Data provided -
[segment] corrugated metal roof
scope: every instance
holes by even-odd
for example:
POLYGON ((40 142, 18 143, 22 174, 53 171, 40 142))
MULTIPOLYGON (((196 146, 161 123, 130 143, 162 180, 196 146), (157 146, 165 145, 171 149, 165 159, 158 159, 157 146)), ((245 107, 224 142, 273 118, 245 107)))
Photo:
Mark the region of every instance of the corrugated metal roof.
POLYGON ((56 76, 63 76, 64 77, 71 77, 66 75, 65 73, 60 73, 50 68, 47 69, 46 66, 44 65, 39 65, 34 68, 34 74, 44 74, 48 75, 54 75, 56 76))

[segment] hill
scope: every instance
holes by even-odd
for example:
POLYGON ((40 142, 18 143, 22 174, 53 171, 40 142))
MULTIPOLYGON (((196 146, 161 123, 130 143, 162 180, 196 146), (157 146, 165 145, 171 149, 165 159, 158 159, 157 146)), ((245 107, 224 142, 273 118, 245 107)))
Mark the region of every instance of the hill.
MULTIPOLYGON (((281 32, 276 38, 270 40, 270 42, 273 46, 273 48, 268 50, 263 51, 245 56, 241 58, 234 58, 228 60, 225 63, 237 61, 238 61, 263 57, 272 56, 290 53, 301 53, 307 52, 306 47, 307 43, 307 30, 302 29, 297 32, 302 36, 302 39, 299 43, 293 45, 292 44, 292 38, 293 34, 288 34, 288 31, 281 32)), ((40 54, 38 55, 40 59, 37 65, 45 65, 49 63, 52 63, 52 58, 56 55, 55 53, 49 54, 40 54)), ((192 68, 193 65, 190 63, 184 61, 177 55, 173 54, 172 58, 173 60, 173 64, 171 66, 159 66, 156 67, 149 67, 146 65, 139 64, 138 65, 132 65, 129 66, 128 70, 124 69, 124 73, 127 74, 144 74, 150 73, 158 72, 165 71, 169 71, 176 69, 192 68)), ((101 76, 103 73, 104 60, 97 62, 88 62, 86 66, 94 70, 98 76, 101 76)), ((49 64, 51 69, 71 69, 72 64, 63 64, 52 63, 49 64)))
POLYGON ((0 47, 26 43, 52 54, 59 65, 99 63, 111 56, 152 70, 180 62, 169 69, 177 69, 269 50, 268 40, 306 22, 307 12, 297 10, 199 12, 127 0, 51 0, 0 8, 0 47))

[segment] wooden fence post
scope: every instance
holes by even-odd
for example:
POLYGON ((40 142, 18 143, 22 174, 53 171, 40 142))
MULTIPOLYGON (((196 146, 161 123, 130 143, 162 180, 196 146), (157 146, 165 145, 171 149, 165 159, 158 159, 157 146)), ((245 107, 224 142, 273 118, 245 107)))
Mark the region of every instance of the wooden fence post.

Aim - Print the lines starting at the one containing "[segment] hill" and ending at the one containing "POLYGON ((0 47, 26", both included, exactly as they appear in the records.

Answer to this exercise -
[segment] hill
scope: every instance
holes by even-odd
for example:
POLYGON ((40 142, 18 143, 22 174, 53 171, 40 142))
MULTIPOLYGON (((196 146, 161 123, 130 143, 162 180, 196 146), (157 146, 165 145, 171 149, 165 159, 158 159, 157 146)), ((245 107, 224 142, 273 118, 245 107)))
Mark the region of every instance of the hill.
MULTIPOLYGON (((281 32, 276 38, 270 40, 270 42, 273 46, 273 48, 268 50, 263 51, 245 56, 241 58, 234 58, 228 60, 225 63, 237 61, 238 61, 263 57, 272 56, 290 53, 301 53, 307 52, 306 47, 307 43, 307 30, 302 29, 297 32, 302 36, 302 39, 299 43, 293 45, 292 44, 292 38, 293 34, 288 34, 288 31, 281 32)), ((40 54, 38 55, 40 59, 37 65, 45 65, 49 63, 52 63, 52 58, 56 55, 55 53, 49 54, 40 54)), ((192 68, 193 65, 190 63, 184 61, 177 55, 173 54, 172 58, 173 60, 173 64, 171 66, 159 66, 156 67, 149 67, 146 65, 139 64, 138 65, 132 65, 129 66, 128 70, 124 69, 124 73, 127 74, 144 74, 150 73, 158 72, 165 71, 169 71, 176 69, 192 68)), ((101 76, 103 73, 104 60, 97 62, 88 62, 86 66, 94 70, 98 76, 101 76)), ((49 64, 51 69, 71 69, 72 64, 63 64, 52 63, 49 64)))
POLYGON ((0 47, 26 43, 52 54, 59 65, 99 63, 111 56, 152 70, 180 62, 169 69, 177 69, 269 50, 268 40, 306 22, 307 12, 297 10, 199 12, 127 0, 51 0, 0 8, 0 47))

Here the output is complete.